** RECORDS SUPPLIED follows **

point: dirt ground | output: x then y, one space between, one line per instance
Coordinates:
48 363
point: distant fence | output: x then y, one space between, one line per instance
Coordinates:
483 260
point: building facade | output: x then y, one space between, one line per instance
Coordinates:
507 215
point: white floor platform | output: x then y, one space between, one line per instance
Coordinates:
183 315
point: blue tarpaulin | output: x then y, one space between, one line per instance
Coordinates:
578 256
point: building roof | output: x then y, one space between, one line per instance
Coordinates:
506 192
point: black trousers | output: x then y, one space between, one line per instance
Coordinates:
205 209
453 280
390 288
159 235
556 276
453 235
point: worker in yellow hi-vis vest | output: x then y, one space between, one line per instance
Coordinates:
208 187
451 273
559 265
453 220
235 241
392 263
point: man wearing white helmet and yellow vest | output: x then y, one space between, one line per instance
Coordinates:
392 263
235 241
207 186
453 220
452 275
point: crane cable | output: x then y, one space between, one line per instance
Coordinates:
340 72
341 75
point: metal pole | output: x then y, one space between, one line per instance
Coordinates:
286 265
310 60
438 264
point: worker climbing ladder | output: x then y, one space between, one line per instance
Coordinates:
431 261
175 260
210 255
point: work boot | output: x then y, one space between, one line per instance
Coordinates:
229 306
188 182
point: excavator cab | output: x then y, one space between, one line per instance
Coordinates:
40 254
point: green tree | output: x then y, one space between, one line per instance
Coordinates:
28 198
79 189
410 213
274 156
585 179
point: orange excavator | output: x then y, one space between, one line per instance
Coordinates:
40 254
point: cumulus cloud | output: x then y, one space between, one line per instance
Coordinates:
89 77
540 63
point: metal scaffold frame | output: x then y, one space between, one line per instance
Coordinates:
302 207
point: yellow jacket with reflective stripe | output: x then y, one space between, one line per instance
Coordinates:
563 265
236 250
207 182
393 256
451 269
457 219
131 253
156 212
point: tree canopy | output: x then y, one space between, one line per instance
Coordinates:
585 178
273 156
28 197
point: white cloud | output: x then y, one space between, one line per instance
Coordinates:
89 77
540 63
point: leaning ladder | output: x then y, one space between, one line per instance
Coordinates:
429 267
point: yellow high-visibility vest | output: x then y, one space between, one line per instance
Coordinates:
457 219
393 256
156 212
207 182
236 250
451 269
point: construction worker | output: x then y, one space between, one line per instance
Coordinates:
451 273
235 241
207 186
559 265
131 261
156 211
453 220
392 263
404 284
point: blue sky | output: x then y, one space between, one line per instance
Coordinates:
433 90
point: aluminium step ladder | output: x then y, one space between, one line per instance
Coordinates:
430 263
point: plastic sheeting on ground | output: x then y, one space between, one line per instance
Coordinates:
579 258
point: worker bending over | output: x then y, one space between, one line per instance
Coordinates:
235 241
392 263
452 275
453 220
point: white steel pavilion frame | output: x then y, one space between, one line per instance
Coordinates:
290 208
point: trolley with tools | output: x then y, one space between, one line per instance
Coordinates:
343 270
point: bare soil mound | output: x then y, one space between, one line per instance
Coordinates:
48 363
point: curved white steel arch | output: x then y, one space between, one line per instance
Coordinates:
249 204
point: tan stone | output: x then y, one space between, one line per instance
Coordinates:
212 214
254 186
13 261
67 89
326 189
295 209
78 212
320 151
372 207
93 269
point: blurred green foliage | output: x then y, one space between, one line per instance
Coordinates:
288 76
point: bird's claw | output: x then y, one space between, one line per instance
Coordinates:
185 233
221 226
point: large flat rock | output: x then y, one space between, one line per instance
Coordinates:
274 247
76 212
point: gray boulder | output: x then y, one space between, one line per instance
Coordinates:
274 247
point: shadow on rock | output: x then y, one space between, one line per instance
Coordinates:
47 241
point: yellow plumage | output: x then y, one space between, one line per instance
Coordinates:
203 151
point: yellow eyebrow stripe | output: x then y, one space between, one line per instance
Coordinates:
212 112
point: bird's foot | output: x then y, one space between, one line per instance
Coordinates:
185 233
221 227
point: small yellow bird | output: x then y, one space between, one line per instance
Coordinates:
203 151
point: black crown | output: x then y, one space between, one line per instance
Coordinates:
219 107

** End of RECORDS SUPPLIED **
** RECORDS SUPPLIED follows **

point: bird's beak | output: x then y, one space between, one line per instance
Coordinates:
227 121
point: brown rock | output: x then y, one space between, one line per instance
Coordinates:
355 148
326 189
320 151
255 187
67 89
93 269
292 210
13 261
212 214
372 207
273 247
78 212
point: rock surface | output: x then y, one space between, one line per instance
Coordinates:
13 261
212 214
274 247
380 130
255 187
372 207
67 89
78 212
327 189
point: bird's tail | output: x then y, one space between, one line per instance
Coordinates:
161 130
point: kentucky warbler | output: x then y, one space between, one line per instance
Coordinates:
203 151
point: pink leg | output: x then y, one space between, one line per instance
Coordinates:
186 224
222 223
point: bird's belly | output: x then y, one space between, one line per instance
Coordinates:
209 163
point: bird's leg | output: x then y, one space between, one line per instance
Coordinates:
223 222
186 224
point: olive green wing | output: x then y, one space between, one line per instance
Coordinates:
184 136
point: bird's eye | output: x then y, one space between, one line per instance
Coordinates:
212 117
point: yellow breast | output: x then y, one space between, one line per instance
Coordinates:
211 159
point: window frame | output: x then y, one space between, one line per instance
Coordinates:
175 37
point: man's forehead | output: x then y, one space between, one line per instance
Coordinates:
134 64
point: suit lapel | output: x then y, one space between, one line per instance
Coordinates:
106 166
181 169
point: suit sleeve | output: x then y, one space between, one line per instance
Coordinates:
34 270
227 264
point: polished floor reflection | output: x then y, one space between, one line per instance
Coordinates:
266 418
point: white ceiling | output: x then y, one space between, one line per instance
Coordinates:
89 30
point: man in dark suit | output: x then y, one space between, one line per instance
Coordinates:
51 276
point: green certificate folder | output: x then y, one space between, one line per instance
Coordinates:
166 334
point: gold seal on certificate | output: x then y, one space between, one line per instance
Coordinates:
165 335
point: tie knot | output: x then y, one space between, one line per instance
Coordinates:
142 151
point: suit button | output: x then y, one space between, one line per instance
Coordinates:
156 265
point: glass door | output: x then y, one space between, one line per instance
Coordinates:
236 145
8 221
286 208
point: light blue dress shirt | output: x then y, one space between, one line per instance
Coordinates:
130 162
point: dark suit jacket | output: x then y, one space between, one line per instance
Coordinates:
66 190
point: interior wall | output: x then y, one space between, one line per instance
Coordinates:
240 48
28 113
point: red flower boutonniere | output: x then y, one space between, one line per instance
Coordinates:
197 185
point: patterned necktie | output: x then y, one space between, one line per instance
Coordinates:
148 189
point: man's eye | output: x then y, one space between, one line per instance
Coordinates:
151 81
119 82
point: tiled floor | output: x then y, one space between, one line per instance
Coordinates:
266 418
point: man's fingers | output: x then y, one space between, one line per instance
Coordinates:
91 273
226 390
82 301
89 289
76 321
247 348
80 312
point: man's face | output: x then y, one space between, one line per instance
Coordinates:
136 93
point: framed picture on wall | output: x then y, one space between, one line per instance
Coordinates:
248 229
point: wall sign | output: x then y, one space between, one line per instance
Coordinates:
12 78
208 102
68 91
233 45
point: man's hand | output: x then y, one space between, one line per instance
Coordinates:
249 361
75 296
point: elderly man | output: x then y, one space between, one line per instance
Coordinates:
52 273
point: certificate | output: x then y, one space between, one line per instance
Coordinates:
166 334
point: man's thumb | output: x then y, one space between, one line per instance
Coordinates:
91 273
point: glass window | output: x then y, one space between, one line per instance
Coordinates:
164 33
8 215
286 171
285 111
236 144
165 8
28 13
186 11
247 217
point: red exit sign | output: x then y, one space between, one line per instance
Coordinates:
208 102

** End of RECORDS SUPPLIED **

INSTRUCTIONS TO FOLLOW: Show every line from the entries above in which the word "black" appears.

SOLUTION TO THE EXERCISE:
point: black trousers | output: x then y, one space between, one line per instance
point: black crown | output: x then y, one space between, one line per instance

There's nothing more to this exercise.